Render every line of the records below as a Markdown table with the columns "No." and "Line", numbering the rows in order and omitting any blank lines.
--- --- ---
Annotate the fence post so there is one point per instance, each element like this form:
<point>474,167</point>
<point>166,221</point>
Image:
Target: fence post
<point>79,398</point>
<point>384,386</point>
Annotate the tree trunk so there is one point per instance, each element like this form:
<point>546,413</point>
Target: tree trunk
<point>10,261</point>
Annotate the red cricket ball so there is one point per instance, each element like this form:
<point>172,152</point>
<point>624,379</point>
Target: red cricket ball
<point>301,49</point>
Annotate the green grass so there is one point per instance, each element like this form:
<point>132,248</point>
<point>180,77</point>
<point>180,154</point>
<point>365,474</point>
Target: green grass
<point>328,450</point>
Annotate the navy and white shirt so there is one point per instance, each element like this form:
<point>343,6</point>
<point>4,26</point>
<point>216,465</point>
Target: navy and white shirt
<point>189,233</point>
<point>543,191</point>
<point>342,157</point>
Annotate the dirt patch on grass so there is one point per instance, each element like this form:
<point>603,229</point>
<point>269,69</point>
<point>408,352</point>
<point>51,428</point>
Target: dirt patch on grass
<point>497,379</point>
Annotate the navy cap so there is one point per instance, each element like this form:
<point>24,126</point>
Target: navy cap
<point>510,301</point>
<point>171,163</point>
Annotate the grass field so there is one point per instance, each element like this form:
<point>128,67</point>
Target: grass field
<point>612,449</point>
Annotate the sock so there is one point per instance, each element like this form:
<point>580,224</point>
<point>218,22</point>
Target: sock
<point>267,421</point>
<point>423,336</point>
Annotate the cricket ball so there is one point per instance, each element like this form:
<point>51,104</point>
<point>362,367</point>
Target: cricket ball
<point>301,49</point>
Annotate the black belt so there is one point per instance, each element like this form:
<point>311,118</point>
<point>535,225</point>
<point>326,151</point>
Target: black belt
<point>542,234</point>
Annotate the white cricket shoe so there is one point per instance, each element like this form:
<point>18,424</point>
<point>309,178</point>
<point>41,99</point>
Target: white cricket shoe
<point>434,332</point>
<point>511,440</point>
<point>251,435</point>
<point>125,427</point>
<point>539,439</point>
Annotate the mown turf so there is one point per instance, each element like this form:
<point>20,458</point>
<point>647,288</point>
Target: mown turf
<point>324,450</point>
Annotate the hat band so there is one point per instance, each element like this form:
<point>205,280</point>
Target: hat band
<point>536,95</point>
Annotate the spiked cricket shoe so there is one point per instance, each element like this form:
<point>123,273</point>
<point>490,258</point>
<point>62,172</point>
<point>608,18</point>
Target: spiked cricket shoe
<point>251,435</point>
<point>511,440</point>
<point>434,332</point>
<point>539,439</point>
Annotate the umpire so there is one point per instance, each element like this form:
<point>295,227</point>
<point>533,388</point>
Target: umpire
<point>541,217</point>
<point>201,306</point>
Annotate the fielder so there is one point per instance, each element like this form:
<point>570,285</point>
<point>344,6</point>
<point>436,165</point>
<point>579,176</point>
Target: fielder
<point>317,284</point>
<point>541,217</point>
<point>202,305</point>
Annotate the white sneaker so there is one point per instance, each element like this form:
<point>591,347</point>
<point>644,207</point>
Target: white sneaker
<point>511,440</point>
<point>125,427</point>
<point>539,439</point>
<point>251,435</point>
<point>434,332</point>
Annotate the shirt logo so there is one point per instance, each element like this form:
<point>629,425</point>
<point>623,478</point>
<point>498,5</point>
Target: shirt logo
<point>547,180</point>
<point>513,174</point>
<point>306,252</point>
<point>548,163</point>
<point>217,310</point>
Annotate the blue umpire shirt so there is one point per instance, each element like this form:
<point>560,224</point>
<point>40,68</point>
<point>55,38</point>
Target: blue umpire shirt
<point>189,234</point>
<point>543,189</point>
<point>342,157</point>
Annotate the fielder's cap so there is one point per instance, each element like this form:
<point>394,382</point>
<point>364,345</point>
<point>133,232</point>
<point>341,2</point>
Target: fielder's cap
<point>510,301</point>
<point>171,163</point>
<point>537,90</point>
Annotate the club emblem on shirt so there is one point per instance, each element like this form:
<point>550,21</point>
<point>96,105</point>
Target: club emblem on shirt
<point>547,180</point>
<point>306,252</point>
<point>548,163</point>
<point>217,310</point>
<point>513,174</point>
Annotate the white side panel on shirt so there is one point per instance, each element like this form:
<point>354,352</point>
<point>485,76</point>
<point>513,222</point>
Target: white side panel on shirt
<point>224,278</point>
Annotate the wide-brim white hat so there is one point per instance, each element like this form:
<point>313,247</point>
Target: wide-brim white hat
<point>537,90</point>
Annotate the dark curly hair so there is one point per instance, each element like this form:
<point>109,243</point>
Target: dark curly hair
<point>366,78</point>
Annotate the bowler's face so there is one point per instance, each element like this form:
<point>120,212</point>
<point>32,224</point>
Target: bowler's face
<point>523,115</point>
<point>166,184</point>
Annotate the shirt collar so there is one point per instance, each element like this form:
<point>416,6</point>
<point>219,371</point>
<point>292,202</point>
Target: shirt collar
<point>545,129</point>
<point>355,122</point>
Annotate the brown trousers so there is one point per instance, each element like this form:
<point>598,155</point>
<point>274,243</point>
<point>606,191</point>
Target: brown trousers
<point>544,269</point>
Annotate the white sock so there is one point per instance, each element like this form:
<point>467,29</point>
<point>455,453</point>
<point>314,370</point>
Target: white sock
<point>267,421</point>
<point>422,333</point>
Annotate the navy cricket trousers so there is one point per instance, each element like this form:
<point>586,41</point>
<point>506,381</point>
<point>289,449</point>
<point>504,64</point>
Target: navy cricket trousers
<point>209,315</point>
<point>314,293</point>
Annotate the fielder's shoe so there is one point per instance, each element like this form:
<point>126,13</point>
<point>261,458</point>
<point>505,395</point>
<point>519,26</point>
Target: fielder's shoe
--- --- ---
The output >>
| No. | Line |
|---|---|
| 1 | Annotate the fence post so there is one point per instance, each element like this form: |
| 2 | <point>474,167</point> |
| 3 | <point>166,221</point> |
| 4 | Image: |
| 5 | Target: fence post |
| 6 | <point>79,398</point> |
| 7 | <point>384,386</point> |
| 8 | Annotate the tree trunk so there is one point per instance, each element like this form: |
| 9 | <point>546,413</point> |
| 10 | Target: tree trunk |
| 11 | <point>10,261</point> |
| 12 | Annotate the red cricket ball so there is one point per instance, each element like this form: |
| 13 | <point>172,152</point> |
| 14 | <point>624,379</point> |
| 15 | Target: red cricket ball |
| 16 | <point>301,49</point> |
| 17 | Annotate the green grass so there is one point per instance, each element like this form: |
| 18 | <point>132,248</point> |
| 19 | <point>180,77</point> |
| 20 | <point>180,154</point> |
| 21 | <point>365,474</point> |
| 22 | Target: green grass |
| 23 | <point>328,450</point> |
| 24 | Annotate the navy and white shirt so there is one point per instance, each element like this form: |
| 25 | <point>343,6</point> |
| 26 | <point>4,26</point> |
| 27 | <point>216,465</point> |
| 28 | Target: navy and white shirt |
| 29 | <point>189,233</point> |
| 30 | <point>543,191</point> |
| 31 | <point>342,157</point> |
| 32 | Annotate the dirt patch on grass so there is one point per instance, each element like this form: |
| 33 | <point>603,229</point> |
| 34 | <point>269,69</point> |
| 35 | <point>408,352</point> |
| 36 | <point>51,428</point> |
| 37 | Target: dirt patch on grass |
| 38 | <point>497,379</point> |
| 39 | Annotate the navy cap so there is one point per instance, each element like this form: |
| 40 | <point>24,126</point> |
| 41 | Target: navy cap |
| 42 | <point>510,301</point> |
| 43 | <point>171,163</point> |
| 44 | Annotate the grass field so there is one point per instance, each element like this form: |
| 45 | <point>128,67</point> |
| 46 | Target: grass field |
| 47 | <point>612,449</point> |
| 48 | Annotate the sock so there is one point per instance, each element like this form: |
| 49 | <point>580,224</point> |
| 50 | <point>218,22</point> |
| 51 | Target: sock |
| 52 | <point>267,421</point> |
| 53 | <point>423,336</point> |
| 54 | Annotate the cricket ball so there is one point per instance, each element like this form: |
| 55 | <point>51,104</point> |
| 56 | <point>362,367</point> |
| 57 | Target: cricket ball |
| 58 | <point>301,49</point> |
| 59 | Annotate the black belt so there is one point per instance, each element like this form: |
| 60 | <point>311,118</point> |
| 61 | <point>535,225</point> |
| 62 | <point>326,151</point> |
| 63 | Target: black belt |
| 64 | <point>542,234</point> |
| 65 | Annotate the white cricket shoe so there is one point per instance, each element like this form: |
| 66 | <point>18,424</point> |
| 67 | <point>309,178</point> |
| 68 | <point>41,99</point> |
| 69 | Target: white cricket shoe |
| 70 | <point>434,332</point> |
| 71 | <point>511,440</point> |
| 72 | <point>251,435</point> |
| 73 | <point>125,427</point> |
| 74 | <point>539,439</point> |
| 75 | Annotate the mown turf so there is one point per instance, each element like this form: |
| 76 | <point>20,458</point> |
| 77 | <point>647,288</point> |
| 78 | Target: mown turf |
| 79 | <point>324,450</point> |
| 80 | Annotate the hat band so there is one point per instance, each element like this form: |
| 81 | <point>205,280</point> |
| 82 | Target: hat band |
| 83 | <point>536,95</point> |
| 84 | Annotate the spiked cricket shoe so there is one point per instance, each element like this form: |
| 85 | <point>123,273</point> |
| 86 | <point>490,258</point> |
| 87 | <point>62,172</point> |
| 88 | <point>608,18</point> |
| 89 | Target: spiked cricket shoe |
| 90 | <point>251,435</point> |
| 91 | <point>511,440</point> |
| 92 | <point>434,332</point> |
| 93 | <point>539,439</point> |
| 94 | Annotate the umpire so there is one point per instance, each element like this form: |
| 95 | <point>295,227</point> |
| 96 | <point>533,388</point> |
| 97 | Target: umpire |
| 98 | <point>541,217</point> |
| 99 | <point>201,306</point> |
| 100 | Annotate the fielder so there is one point per instance, each element like this form: |
| 101 | <point>570,285</point> |
| 102 | <point>344,6</point> |
| 103 | <point>436,165</point> |
| 104 | <point>579,176</point> |
| 105 | Target: fielder |
| 106 | <point>317,284</point> |
| 107 | <point>541,217</point> |
| 108 | <point>202,305</point> |
| 109 | Annotate the white sneaker so there is one point per instance, each element like this form: |
| 110 | <point>591,347</point> |
| 111 | <point>644,207</point> |
| 112 | Target: white sneaker |
| 113 | <point>511,440</point> |
| 114 | <point>125,427</point> |
| 115 | <point>539,439</point> |
| 116 | <point>251,435</point> |
| 117 | <point>434,332</point> |
| 118 | Annotate the shirt logo so there is one point per instance, each element like this form: |
| 119 | <point>629,425</point> |
| 120 | <point>623,478</point> |
| 121 | <point>498,5</point> |
| 122 | Target: shirt logo |
| 123 | <point>547,180</point> |
| 124 | <point>513,174</point> |
| 125 | <point>306,252</point> |
| 126 | <point>548,163</point> |
| 127 | <point>217,310</point> |
| 128 | Annotate the blue umpire shirt so there is one point per instance, each element like this form: |
| 129 | <point>560,224</point> |
| 130 | <point>40,68</point> |
| 131 | <point>55,38</point> |
| 132 | Target: blue umpire shirt |
| 133 | <point>189,234</point> |
| 134 | <point>543,189</point> |
| 135 | <point>342,157</point> |
| 136 | Annotate the fielder's cap so there is one point per instance, each element like this form: |
| 137 | <point>394,382</point> |
| 138 | <point>364,345</point> |
| 139 | <point>133,232</point> |
| 140 | <point>341,2</point> |
| 141 | Target: fielder's cap |
| 142 | <point>510,301</point> |
| 143 | <point>171,163</point> |
| 144 | <point>537,90</point> |
| 145 | Annotate the club emblem on shirt so there is one point per instance, each element like this form: |
| 146 | <point>550,21</point> |
| 147 | <point>96,105</point> |
| 148 | Target: club emblem on shirt |
| 149 | <point>547,180</point> |
| 150 | <point>306,252</point> |
| 151 | <point>548,163</point> |
| 152 | <point>217,310</point> |
| 153 | <point>513,174</point> |
| 154 | Annotate the white side panel on shirt so there is one point per instance, each element like this form: |
| 155 | <point>354,352</point> |
| 156 | <point>485,76</point> |
| 157 | <point>513,222</point> |
| 158 | Target: white side panel on shirt |
| 159 | <point>224,278</point> |
| 160 | Annotate the wide-brim white hat so there is one point per instance, each element like this form: |
| 161 | <point>313,247</point> |
| 162 | Target: wide-brim white hat |
| 163 | <point>537,90</point> |
| 164 | Annotate the dark curly hair so there is one point per instance, each element like this form: |
| 165 | <point>109,243</point> |
| 166 | Target: dark curly hair |
| 167 | <point>366,78</point> |
| 168 | Annotate the bowler's face so there is one point per instance, each element like this form: |
| 169 | <point>120,212</point> |
| 170 | <point>32,224</point> |
| 171 | Target: bowler's face |
| 172 | <point>523,115</point> |
| 173 | <point>166,184</point> |
| 174 | Annotate the shirt collar so there is one point per instance, each element like this form: |
| 175 | <point>416,6</point> |
| 176 | <point>219,371</point> |
| 177 | <point>292,202</point> |
| 178 | Target: shirt collar |
| 179 | <point>545,129</point> |
| 180 | <point>355,122</point> |
| 181 | Annotate the brown trousers so there is one point per instance, each element like this form: |
| 182 | <point>598,155</point> |
| 183 | <point>274,243</point> |
| 184 | <point>606,191</point> |
| 185 | Target: brown trousers |
| 186 | <point>544,269</point> |
| 187 | Annotate the white sock so there is one point per instance, each element like this form: |
| 188 | <point>467,29</point> |
| 189 | <point>455,453</point> |
| 190 | <point>314,370</point> |
| 191 | Target: white sock |
| 192 | <point>267,421</point> |
| 193 | <point>422,333</point> |
| 194 | Annotate the navy cricket trousers so there is one point per instance, each element like this form: |
| 195 | <point>586,41</point> |
| 196 | <point>506,381</point> |
| 197 | <point>289,449</point> |
| 198 | <point>504,64</point> |
| 199 | Target: navy cricket trousers |
| 200 | <point>209,315</point> |
| 201 | <point>314,293</point> |
| 202 | Annotate the fielder's shoe so there is one point per instance, each element like this form: |
| 203 | <point>126,13</point> |
| 204 | <point>261,458</point> |
| 205 | <point>505,395</point> |
| 206 | <point>519,26</point> |
| 207 | Target: fielder's shoe |